▶ _What is needed_:
Please copy every one of the lines below word for word, from the first to the last.

::::::::::

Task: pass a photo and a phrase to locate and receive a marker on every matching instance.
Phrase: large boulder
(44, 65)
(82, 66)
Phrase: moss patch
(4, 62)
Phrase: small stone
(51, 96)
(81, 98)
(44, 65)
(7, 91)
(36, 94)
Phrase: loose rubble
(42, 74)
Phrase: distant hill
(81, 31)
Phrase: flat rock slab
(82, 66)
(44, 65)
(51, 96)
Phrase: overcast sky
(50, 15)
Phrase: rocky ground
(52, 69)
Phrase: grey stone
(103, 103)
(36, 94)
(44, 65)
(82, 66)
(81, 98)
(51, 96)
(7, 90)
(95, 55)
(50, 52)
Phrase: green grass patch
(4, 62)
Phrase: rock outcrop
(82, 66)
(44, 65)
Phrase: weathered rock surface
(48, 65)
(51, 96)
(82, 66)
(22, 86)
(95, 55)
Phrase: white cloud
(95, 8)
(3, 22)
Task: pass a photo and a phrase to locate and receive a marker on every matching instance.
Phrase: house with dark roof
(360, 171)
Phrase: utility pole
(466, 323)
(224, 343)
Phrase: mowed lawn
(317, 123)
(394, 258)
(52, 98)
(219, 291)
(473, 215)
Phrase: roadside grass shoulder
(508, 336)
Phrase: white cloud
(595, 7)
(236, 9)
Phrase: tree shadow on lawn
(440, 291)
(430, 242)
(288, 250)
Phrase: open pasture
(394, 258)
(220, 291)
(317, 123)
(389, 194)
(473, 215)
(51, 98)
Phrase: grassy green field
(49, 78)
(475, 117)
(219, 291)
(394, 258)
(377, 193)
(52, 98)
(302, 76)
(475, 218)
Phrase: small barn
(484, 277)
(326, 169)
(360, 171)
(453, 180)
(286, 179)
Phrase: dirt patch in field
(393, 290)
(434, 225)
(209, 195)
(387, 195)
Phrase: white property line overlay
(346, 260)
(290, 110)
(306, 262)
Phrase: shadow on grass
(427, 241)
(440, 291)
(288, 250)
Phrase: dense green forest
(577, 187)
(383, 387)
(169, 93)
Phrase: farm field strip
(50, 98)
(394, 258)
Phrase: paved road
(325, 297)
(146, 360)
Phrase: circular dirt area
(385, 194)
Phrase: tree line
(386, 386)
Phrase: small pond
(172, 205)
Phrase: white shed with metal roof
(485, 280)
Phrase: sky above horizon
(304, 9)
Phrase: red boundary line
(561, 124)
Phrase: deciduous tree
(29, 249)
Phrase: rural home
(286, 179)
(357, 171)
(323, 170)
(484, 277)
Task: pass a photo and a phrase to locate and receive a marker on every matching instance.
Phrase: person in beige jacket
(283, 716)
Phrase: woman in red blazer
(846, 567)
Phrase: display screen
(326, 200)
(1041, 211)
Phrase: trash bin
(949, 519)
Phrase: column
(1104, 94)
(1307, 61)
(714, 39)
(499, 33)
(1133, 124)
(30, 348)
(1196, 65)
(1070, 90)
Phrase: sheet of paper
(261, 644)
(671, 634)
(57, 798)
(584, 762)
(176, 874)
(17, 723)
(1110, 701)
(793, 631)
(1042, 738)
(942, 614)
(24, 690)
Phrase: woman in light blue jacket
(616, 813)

::::::::::

▶ _Full solution_:
Task: pass a photo and a phrase to locate and receive a marker on every matching instance.
Phrase: large boulder
(44, 65)
(82, 66)
Phrase: moss patch
(4, 62)
Phrase: small stone
(51, 96)
(81, 98)
(44, 65)
(7, 91)
(36, 94)
Phrase: loose rubble
(42, 74)
Phrase: distant hill
(81, 31)
Phrase: flat rock slab
(82, 66)
(44, 65)
(51, 96)
Phrase: overcast sky
(50, 15)
Phrase: rocky ground
(52, 69)
Phrase: grey stone
(103, 103)
(36, 94)
(44, 65)
(82, 66)
(81, 98)
(51, 96)
(7, 90)
(95, 55)
(50, 52)
Phrase: green grass patch
(4, 62)
Phrase: rock outcrop
(82, 66)
(44, 65)
Phrase: weathered rock surface
(48, 65)
(51, 96)
(82, 66)
(22, 86)
(95, 55)
Phrase: white cloud
(95, 8)
(3, 22)
Task: pass a photo and a phrase to locate and receive a marker on every matching instance.
Phrase: house with dark roof
(360, 171)
Phrase: utility pole
(466, 323)
(224, 343)
Phrase: mowed lawn
(317, 123)
(394, 258)
(52, 98)
(219, 291)
(473, 215)
Phrase: roadside grass shoulder
(508, 336)
Phrase: white cloud
(595, 7)
(236, 9)
Phrase: tree shadow on lawn
(440, 291)
(430, 242)
(288, 250)
Phrase: open pasture
(394, 258)
(220, 291)
(317, 123)
(389, 194)
(473, 215)
(51, 98)
Phrase: grassy green field
(49, 78)
(475, 117)
(219, 291)
(394, 258)
(377, 193)
(52, 98)
(302, 76)
(475, 218)
Phrase: small barn
(484, 277)
(326, 169)
(360, 171)
(453, 180)
(286, 179)
Phrase: dirt patch in field
(393, 290)
(434, 225)
(209, 195)
(387, 195)
Phrase: white property line overlay
(346, 260)
(290, 110)
(306, 262)
Phrase: shadow on grass
(427, 241)
(440, 291)
(288, 250)
Phrase: dense green forest
(577, 187)
(383, 387)
(169, 93)
Phrase: farm field strip
(50, 98)
(394, 258)
Phrase: paved road
(325, 297)
(146, 360)
Phrase: circular dirt area
(385, 194)
Phrase: tree line
(386, 386)
Phrase: small pond
(172, 205)
Phrase: white shed with metal roof
(485, 280)
Phrase: sky above horizon
(304, 9)
Phrase: red boundary line
(561, 124)
Phrase: deciduous tree
(29, 249)
Phrase: rural home
(286, 179)
(357, 171)
(323, 170)
(484, 277)
Task: pass a photo and a phrase to locate and receive a marker on every matching instance.
Phrase: person in beige jacket
(283, 716)
Phrase: woman in red blazer
(846, 567)
Phrase: display screen
(326, 200)
(1041, 211)
Phrase: trash bin
(949, 519)
Phrase: column
(1104, 94)
(1307, 61)
(714, 39)
(499, 33)
(1133, 124)
(30, 348)
(1196, 65)
(1070, 90)
Phrase: sheet of paper
(261, 644)
(671, 634)
(57, 798)
(584, 762)
(176, 874)
(17, 723)
(1110, 701)
(793, 631)
(1042, 738)
(942, 614)
(24, 690)
Phrase: woman in light blue jacket
(616, 813)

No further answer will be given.